AUFGABE: Erklären Sie anhand des Lexikonartikels über die Grenadiere, wozu vorne am Brustriemen ein blechener Luntenberger befestigt ist.

Zedler:Granadier, Grenadiers
Granadier, Grenadiers, gehören zur Infanterie, und ob sie schon kein a partes Corpo ausmachen, so sind sie doch eine besondere Militz, deren Verrichtung der Name anzeiget. Es sind nemlich Soldaten, welche die Granaten, sonderlich in denen Stürmen, bey Attaquirung eines verdeckten Weges, eines Aussen-Wercks, und so weiter werffen.
In Franckreich steckte man erst 4. unter eine Compagnie, an. 1670 aber nahm der König alle Granadiers von denen Regimentern, und machte eine besondere Compagnie. Vor dem Holländischen Kriege, so an. 1672 seinen Anfang nahm, musten die 30. ersten Regimenter, jedes eine Compagnie Grenadiers an der Spitze haben, hernach hatten alle Regimenter und Batailions dergleichen. Die Granadiers sind kein besonder Bataillon, sondern marchiren an der Fronte a la tete jeder Batailion. Da nun ihre Zahl sich vermehret, so haben sie auch mehr zu thun, als eine Granate zu werffen, bekommen, und man bedienet sich derselben in allen vigoureusen Actionen. Vor einem Mousquetiner hat er darinnen den Vorzug, daß man ihn, wo es gefährlich zugehet, gebrauchet. Dabey muß er noch Ober- und Unter-Gewehr tragen. Man erwählet hierzu ansehnliche, starcke, dauerhaffte, ramassirte Leute, und sucht gemeiniglich aus jeder Compagnie 8. biß 10. Mann aus, nachdem die Compagnie starck ist.
An Stat des Hutes tragen sie eine grosse Granadirer-Mütze, und in der grossen Patron-Tasche führen sie drey eiserne, gefüllte, fertige, mit Blasen verbundene Granaten. Bey dem exerciren werden nur höltzerne oder gepapte gebraucht. Die eisernen aber in der scharffen Action vor dem Feinde, und im Mittelst bey dem Stabe verwahret und aufgehoben. Forne an dem Riemen auf der Brust, ist ein blechener Luntenberger befestiget, die glimmende Lunde vor Nebel, Regen und Feuchtigkeit wohl zu verwahren.

BEREITGESTELLTES MATERIAL:
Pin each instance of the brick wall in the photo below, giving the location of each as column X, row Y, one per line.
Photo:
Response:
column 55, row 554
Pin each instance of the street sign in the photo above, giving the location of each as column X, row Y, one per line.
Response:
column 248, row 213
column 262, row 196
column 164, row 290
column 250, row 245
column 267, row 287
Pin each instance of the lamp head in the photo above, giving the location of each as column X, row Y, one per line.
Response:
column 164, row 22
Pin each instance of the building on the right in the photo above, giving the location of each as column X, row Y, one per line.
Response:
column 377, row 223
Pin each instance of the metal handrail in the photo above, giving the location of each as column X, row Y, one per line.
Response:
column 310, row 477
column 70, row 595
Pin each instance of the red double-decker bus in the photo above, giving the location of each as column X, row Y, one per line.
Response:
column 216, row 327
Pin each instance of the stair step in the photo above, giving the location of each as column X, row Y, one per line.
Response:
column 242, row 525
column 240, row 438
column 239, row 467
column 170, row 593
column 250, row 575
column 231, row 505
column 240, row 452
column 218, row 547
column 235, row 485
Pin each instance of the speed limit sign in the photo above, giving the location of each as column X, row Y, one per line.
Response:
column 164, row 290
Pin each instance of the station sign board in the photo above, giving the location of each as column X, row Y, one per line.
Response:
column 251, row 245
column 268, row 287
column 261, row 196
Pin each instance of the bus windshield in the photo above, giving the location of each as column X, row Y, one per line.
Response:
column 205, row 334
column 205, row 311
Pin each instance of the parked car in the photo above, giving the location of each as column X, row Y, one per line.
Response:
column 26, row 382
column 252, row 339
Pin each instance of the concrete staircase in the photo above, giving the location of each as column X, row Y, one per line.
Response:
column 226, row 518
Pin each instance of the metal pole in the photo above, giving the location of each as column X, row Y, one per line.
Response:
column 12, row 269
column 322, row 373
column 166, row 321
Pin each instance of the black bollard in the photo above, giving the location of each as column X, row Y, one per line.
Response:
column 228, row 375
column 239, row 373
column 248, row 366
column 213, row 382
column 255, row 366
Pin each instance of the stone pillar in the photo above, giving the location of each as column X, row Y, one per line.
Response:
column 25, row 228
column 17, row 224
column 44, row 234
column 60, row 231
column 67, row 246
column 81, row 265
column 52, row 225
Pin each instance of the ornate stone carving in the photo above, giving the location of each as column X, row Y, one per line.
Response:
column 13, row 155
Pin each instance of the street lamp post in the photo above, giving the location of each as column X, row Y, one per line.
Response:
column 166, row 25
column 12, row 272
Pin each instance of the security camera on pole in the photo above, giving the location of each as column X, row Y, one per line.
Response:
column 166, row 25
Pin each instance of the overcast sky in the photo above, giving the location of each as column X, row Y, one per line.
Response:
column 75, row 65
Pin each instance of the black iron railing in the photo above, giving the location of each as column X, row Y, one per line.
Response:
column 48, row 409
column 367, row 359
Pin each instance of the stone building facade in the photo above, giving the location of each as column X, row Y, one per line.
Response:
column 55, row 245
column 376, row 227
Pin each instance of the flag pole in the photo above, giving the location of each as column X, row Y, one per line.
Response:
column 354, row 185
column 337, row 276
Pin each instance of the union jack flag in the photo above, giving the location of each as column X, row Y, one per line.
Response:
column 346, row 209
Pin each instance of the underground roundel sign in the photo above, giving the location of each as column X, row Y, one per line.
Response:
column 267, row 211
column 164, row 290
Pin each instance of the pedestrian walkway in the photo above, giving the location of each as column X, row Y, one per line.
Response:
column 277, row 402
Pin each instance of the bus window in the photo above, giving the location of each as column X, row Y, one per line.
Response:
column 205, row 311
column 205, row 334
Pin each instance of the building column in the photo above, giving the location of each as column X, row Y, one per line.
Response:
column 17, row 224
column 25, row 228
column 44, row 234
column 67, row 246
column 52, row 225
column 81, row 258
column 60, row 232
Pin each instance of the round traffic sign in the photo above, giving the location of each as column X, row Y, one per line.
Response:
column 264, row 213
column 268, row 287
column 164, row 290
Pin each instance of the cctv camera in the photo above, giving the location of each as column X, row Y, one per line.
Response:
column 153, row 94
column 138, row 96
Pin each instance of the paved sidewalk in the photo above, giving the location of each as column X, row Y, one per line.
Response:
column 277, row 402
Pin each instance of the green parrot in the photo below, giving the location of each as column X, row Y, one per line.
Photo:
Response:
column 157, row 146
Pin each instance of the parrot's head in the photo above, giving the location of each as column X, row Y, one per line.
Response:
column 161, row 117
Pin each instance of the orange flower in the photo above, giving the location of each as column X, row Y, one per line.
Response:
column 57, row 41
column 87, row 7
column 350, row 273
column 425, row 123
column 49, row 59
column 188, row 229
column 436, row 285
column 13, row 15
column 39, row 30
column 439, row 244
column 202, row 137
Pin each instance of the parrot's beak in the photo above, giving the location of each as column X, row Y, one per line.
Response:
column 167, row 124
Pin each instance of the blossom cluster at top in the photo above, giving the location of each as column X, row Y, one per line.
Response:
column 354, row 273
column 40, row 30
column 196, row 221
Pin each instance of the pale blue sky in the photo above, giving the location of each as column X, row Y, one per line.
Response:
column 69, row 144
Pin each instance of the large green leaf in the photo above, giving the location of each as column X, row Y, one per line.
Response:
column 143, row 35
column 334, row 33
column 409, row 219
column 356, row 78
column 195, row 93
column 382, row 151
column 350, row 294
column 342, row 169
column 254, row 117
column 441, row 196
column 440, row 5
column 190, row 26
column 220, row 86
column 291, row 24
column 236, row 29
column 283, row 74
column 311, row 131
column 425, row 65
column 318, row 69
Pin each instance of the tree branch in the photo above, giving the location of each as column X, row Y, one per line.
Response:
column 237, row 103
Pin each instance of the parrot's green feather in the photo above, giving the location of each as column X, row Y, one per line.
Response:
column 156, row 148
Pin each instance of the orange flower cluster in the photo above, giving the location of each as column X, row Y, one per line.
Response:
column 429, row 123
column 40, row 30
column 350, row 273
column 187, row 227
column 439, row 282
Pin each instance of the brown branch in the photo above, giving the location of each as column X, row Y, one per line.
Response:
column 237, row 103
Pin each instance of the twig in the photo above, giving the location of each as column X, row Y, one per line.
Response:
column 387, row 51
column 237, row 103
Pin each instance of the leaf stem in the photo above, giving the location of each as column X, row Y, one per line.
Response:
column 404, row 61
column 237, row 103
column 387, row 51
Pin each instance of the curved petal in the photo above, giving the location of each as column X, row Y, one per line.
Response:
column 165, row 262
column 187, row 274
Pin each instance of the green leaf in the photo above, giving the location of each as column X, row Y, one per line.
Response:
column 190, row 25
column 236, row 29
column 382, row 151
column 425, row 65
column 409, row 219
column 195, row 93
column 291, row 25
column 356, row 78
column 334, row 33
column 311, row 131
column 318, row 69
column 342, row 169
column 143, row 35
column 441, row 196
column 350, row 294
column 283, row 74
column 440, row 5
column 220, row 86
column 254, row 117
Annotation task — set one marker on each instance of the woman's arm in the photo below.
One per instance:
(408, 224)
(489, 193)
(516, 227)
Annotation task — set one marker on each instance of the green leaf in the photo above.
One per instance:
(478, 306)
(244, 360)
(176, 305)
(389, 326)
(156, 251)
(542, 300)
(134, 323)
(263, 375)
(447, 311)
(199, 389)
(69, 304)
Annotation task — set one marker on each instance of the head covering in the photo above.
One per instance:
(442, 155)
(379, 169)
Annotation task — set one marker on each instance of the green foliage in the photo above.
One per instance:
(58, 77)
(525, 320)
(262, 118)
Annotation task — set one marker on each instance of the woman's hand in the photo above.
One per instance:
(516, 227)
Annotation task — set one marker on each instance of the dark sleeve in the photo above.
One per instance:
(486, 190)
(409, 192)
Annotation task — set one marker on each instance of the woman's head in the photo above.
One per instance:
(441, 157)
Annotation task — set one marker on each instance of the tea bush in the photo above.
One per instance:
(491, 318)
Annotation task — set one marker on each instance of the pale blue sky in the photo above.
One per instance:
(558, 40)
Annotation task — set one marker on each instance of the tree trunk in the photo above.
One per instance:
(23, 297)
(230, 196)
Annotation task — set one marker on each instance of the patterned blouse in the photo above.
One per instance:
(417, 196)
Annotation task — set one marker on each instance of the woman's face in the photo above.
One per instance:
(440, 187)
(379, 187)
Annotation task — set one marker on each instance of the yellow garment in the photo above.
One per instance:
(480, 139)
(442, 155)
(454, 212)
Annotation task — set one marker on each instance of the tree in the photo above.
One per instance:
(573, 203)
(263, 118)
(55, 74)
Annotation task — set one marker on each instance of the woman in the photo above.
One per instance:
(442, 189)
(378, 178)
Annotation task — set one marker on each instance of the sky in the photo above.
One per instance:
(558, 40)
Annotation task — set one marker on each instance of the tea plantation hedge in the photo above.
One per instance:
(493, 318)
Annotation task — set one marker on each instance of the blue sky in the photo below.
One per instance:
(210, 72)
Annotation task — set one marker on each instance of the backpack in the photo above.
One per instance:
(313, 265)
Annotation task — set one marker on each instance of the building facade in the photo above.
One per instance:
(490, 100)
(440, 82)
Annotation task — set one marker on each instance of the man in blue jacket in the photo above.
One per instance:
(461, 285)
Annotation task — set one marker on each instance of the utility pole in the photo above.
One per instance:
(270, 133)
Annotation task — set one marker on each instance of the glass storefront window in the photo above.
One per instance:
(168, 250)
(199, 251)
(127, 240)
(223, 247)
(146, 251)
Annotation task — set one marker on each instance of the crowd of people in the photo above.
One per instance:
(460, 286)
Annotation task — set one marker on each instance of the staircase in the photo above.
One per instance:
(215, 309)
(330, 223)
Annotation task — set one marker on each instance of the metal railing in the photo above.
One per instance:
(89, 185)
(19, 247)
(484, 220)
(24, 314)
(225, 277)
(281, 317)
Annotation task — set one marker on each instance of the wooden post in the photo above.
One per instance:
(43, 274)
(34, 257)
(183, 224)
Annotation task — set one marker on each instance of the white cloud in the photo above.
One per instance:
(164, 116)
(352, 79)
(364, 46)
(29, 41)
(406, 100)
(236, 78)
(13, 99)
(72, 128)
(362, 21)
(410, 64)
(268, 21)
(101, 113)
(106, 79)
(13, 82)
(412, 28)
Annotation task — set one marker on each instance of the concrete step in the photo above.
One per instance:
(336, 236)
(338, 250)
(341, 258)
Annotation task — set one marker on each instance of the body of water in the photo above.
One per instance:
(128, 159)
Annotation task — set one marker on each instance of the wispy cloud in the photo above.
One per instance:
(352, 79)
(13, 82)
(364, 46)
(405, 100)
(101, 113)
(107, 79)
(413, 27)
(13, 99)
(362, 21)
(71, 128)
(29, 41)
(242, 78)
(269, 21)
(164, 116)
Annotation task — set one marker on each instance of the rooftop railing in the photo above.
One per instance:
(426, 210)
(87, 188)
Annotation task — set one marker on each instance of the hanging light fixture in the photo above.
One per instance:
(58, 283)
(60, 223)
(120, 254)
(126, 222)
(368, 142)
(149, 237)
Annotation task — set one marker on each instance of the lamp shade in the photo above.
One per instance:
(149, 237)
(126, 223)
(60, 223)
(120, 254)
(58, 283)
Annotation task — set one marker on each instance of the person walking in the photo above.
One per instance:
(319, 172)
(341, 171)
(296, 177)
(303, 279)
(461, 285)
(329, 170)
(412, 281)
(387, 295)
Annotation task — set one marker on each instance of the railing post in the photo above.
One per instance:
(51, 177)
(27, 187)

ERGEBNIS: Der blechene Luntenberger vorne am Riemen auf der Brust dient dazu, die glimmende Lunte vor Nebel, Regen und Feuchtigkeit zu schützen.